**Supplied passage**
⁂
Yoga is perfect for anyone looking to burn calories and relieve stress—which is pretty much everyone nowadays. Starting your day with a couple of downward-facing dogs or cat-cows can wake up the muscles after a long night’s sleep. But yoga can also be just the thing for common problems such as stress, back pain, and arthritis. So kick off your socks and hop on your mat to shake off the pain and stress of the day.
“People with pain, injuries, and illnesses can benefit from yoga because yoga is more than just the poses (asana); it also includes meditation and breathing practices (pranayama), which have been shown to help reduce stress and anxiety,” says Liz Alvarez, director of Honor Yoga Therapeutics. “Yoga works on many different levels in the body, which can help people in a variety of ways, whether it be the ability to be more present, deal with stress and anxiety in a different way, or begin to improve the quality of the movement of their bodies.”
“About 85 percent of people say that their goal in yoga is to reduce their stress,” says co-owner of Honor Yoga Maria Parrella-Turco. Child’s pose is simple enough for any yoga newbie, and it’s great for stretching the lower back and letting go of stress.
How to: Start out in a kneeling position and drop down so you are sitting on your feet. Place your hands on your thighs and slowly bend forward, extending your arms out in front of you and bringing your forehead toward the mat. Close your eyes and breathe deeply while holding the pose, relaxing into the stretch with each exhale.
Maintaining flexibility and strong core muscles is one of the most effective ways to stave off back pain, and yoga is excellent in that department. Some simple poses to stretch out tight back muscles include downward-facing dog and cat-cow—two of my favorite poses for any time of the day.
How to: Start out on your hands and knees, and take a deep inhale. Then curl your toes under, lift your knees from the floor, and slowly push your hips backwards and upwards toward the ceiling as you exhale. Your body should look like an inverted “V.” Hold the pose, relaxing deeper into the stretch with each breath. As you practice this pose and become more flexible over time, aim for straight knees and get your heels as close to the mat as possible.
How to: Start out on your hands and knees, with your toes pointed toward the back of your mat. Take a deep breath, and then on an exhale, round your back into an arch and drop your head toward the floor, keeping your tailbone tucked. Feel the tension easing out of your neck and enjoy the stretch in your back. On an inhale, slowly lift your head so that you are looking forward, draw your shoulder blades down your back, and open up your chest. Push your tailbone toward the ceiling. Repeat the sequence and be sure to keep breathing deeply.
⁂
**Dataset content**
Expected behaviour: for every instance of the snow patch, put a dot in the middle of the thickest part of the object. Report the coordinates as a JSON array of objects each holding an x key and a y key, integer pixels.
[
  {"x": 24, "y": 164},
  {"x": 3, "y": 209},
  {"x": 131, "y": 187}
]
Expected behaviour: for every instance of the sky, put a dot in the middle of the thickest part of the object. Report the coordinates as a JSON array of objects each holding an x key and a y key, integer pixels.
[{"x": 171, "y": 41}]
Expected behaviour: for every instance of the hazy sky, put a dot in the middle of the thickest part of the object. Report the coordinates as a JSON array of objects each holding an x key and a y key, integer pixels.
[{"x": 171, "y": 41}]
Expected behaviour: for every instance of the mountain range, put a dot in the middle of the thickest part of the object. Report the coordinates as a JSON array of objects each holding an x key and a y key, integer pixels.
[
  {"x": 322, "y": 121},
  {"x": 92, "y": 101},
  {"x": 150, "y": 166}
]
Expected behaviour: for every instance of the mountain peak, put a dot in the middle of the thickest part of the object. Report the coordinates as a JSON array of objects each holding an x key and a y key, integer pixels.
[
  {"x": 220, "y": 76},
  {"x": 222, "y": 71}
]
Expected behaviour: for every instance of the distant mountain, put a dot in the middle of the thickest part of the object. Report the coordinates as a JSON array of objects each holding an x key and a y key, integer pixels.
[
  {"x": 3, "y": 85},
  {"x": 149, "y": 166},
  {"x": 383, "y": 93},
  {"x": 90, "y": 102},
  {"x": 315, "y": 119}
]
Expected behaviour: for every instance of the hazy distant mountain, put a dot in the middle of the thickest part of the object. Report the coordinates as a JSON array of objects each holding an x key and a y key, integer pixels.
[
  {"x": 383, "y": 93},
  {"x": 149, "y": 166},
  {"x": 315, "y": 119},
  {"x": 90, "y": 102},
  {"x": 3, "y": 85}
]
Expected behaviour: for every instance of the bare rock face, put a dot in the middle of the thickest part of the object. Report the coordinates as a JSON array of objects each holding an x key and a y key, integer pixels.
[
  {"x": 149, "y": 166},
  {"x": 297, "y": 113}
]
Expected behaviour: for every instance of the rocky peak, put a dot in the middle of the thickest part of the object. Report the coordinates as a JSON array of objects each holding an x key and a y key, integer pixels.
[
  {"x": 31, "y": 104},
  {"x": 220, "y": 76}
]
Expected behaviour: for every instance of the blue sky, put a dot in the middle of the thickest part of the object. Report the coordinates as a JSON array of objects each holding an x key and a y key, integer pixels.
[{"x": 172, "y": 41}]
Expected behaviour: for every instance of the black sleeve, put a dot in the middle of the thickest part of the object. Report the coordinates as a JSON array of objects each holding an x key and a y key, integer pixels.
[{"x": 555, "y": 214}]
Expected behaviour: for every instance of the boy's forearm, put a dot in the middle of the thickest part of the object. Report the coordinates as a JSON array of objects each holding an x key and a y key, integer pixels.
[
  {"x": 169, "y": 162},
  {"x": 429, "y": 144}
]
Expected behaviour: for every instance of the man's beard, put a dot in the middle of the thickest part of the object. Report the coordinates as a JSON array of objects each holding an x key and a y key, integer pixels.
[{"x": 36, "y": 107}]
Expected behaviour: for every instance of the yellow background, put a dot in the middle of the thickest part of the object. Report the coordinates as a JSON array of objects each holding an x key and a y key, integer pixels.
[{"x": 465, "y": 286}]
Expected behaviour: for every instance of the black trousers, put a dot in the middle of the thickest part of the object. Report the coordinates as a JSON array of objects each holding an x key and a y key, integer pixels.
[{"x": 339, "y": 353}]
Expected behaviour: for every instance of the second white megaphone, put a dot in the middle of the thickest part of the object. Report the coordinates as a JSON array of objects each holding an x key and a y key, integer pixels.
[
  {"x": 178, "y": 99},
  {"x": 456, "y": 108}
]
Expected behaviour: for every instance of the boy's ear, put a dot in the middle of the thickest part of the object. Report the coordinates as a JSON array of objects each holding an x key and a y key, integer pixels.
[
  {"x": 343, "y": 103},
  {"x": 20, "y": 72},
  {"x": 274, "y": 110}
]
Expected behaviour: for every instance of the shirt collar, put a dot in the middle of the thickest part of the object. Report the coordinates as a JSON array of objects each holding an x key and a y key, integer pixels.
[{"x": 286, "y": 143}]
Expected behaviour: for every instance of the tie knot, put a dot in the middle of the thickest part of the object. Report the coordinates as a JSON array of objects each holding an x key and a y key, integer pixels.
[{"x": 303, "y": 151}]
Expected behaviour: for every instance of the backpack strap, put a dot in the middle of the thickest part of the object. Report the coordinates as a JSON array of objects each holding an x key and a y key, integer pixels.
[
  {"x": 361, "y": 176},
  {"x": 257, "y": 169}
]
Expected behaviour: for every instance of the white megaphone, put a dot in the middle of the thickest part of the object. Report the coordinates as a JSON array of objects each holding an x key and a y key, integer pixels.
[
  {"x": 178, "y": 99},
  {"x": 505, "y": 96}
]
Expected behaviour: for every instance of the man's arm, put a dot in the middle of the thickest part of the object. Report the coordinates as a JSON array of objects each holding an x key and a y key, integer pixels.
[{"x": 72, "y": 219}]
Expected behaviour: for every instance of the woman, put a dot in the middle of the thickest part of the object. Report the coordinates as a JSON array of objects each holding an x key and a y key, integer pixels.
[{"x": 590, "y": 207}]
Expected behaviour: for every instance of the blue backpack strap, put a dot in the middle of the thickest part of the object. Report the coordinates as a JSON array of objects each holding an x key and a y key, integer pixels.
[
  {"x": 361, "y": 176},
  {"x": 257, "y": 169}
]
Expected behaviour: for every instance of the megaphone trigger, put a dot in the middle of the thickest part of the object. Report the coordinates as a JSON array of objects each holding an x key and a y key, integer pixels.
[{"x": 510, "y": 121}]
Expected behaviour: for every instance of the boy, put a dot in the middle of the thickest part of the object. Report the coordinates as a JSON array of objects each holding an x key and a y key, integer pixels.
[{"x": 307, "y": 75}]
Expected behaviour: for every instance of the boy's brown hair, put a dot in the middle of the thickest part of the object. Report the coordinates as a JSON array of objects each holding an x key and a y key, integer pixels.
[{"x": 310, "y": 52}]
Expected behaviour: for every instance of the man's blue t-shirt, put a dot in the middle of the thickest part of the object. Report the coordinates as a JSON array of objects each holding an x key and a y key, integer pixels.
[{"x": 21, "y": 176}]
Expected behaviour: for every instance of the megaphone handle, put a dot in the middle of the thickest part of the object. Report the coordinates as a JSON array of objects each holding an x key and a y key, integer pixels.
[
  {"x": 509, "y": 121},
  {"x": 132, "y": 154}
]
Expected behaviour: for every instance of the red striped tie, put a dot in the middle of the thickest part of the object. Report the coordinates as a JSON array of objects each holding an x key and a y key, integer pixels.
⁂
**Using the information**
• 1. Answer these questions from the text on yoga for stress and back pain.
(a) What position does Liz Alvarez hold?
(b) What share of people say their goal in yoga is to reduce their stress?
(c) In downward-facing dog, what shape should the body look like?
• 2. Write the next part of the text on yoga for stress and back pain, picking up after its last sentence.

**Answers for the tasks**
• 1.
(a) Director of Honor Yoga Therapeutics
(b) About 85 percent
(c) An inverted "V"

• 2.
A program of yoga poses, breathing, and relaxation can make a big difference in joint tenderness and swelling, according to the Arthritis Foundation. Because yoga is a low-impact activity that can be easily modified, it’s a great form of exercise for those with arthritis. You are going to want to avoid putting of strain on sensitive joints, so standing or seated poses that stretch your body are ideal. Poses such as child’s pose and seated spinal twists are ideal because they stretch out your muscles without putting any pressure on your joints.
Seated spinal twist
How to: Begin by sitting on the floor with your legs out straight in front of you. Bring your left knee toward your chest and cross your left leg over your right leg so that your left foot is firmly placed on the outside of your right leg. Pull your left foot as close to your right hip as possible without creating any discomfort. Take a deep breath. Wrap your right hand or arm around your left knee and, on an exhale, gently twist your upper body to the left, feeling the stretch through your back and spine. Be sure to sit up straight, as if someone is pulling the top of your head toward the ceiling with a string. Repeat on the opposite side.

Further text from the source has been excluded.